Please copy the data word for word, starting at the line that contains "the blurred background." and ending at the last line of the data, with both ends included.
— Start —
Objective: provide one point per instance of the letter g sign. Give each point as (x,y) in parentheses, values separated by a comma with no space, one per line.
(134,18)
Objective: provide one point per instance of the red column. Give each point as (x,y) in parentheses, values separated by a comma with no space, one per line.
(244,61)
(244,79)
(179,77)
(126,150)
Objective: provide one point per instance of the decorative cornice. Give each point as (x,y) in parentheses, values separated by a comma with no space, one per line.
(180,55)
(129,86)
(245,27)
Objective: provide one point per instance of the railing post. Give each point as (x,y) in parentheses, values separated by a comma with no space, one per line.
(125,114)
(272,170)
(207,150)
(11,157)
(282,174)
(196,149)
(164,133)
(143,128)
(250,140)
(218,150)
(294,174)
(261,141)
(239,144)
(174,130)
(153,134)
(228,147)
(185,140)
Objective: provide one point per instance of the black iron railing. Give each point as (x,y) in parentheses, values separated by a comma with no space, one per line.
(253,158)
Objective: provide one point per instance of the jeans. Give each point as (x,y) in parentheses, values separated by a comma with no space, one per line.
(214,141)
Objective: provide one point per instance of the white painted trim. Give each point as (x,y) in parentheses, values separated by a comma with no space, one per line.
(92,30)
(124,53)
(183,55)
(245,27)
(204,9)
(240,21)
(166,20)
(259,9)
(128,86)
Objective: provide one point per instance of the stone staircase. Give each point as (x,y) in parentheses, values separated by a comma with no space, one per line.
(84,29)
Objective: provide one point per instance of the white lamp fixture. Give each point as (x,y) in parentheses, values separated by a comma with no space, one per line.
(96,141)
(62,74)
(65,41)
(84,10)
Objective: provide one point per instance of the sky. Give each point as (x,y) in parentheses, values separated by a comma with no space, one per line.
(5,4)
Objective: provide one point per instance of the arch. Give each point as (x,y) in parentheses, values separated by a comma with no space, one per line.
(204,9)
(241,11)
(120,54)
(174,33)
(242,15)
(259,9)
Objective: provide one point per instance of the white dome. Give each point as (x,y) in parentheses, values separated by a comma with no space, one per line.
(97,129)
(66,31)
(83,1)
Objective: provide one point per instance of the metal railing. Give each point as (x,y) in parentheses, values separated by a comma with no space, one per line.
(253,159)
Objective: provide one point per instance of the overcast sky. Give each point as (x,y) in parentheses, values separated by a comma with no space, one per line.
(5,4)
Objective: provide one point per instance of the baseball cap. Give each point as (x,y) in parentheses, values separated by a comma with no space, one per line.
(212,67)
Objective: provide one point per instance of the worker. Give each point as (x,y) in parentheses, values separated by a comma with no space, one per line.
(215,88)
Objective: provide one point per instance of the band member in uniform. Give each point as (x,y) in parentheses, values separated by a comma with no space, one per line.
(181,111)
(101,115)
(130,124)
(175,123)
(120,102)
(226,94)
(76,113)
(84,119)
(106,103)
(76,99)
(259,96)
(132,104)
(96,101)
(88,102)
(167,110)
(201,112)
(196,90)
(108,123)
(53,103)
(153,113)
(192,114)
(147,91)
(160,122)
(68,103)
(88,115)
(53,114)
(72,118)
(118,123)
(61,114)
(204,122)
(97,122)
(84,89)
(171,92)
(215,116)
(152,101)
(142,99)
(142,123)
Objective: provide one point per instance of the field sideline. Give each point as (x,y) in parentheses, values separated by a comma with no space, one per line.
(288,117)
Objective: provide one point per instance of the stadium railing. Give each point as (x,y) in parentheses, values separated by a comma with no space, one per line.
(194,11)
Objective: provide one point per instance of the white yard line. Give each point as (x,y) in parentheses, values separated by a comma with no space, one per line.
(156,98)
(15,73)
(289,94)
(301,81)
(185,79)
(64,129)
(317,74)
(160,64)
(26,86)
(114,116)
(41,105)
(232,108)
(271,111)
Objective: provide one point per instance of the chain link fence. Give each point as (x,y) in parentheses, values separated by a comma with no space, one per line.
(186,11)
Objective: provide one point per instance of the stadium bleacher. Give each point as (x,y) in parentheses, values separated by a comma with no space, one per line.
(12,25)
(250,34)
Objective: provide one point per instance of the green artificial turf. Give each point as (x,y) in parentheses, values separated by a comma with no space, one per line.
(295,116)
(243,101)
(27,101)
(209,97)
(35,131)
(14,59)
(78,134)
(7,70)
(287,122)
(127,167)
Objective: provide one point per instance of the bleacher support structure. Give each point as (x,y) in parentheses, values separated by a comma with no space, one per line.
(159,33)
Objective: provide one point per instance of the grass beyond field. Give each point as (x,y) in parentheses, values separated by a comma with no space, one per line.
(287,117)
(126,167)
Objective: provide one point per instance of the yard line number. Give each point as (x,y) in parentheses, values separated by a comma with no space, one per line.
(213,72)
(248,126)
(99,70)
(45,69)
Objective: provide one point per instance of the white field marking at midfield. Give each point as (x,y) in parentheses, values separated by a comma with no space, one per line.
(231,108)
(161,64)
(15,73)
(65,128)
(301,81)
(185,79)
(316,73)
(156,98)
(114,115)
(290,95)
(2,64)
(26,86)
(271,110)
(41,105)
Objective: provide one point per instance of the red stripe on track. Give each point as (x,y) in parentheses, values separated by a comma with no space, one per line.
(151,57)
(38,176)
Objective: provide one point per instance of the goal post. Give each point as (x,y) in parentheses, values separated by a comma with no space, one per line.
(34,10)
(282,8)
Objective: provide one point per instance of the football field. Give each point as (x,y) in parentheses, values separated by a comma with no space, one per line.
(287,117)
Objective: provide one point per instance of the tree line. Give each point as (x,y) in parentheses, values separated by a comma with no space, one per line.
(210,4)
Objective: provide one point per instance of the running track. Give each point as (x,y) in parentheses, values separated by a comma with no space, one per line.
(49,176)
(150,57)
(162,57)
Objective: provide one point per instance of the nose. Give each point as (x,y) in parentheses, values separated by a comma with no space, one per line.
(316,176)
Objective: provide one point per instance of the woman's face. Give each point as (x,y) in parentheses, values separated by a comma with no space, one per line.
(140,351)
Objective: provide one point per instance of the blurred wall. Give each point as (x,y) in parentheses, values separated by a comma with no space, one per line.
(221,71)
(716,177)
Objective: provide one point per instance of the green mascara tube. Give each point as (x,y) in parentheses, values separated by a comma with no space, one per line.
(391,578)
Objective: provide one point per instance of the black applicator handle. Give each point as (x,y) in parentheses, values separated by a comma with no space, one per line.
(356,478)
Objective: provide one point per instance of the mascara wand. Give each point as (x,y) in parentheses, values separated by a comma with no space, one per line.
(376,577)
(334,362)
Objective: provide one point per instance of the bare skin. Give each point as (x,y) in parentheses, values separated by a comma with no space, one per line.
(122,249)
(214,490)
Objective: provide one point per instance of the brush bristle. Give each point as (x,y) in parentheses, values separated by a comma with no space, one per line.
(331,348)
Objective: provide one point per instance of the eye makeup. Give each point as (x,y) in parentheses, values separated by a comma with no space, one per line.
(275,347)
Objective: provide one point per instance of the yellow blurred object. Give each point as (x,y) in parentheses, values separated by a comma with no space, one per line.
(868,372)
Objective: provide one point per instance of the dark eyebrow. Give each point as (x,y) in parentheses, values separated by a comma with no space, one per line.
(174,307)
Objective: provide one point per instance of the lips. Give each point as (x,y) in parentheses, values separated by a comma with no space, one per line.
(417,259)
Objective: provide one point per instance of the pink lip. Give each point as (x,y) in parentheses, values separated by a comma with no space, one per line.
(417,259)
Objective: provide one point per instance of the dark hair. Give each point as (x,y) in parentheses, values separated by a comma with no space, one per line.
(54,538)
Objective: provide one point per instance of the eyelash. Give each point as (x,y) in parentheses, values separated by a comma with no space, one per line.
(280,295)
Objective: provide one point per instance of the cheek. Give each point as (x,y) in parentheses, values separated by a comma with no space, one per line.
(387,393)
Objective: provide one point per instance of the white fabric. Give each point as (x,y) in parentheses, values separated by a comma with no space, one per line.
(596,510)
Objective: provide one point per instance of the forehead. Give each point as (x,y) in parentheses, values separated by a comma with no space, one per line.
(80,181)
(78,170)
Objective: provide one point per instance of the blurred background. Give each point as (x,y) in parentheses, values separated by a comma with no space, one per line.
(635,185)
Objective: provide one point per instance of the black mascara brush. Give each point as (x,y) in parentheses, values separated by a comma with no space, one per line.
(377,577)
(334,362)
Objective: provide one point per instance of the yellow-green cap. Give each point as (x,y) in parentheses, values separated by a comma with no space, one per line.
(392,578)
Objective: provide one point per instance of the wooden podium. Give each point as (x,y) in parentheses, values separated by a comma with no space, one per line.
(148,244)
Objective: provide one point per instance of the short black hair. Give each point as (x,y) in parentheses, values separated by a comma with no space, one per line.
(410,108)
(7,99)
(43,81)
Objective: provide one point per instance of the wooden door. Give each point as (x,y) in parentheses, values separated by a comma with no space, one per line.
— End —
§ **Correct result**:
Objective: provide one point per instance of the blurred background. Give each point as (x,y) in parentheses, values separated by a comma with no space, one per line.
(635,185)
Objective: provide one point per instance of the black mascara brush. Give each point as (x,y) in parentheses, values separated by a comma with no space, one per line.
(377,577)
(334,362)
Objective: provide one point per instance of the yellow-green cap. Give each point as (x,y) in parentheses, values separated by a comma with no space, one per line.
(392,578)
Objective: provide one point per instance of the wooden podium. Give each point as (x,y) in parentheses, values separated by a comma with no space, one per line.
(148,244)
Objective: provide one point per instance of the short black hair. Give each point as (x,y) in parentheses, values separated by a comma with no space, one per line.
(410,108)
(7,99)
(43,81)
Objective: provide one point per instance of the wooden door. Give each point as (x,y) in parentheses, values separated by a comma with no space, one per line.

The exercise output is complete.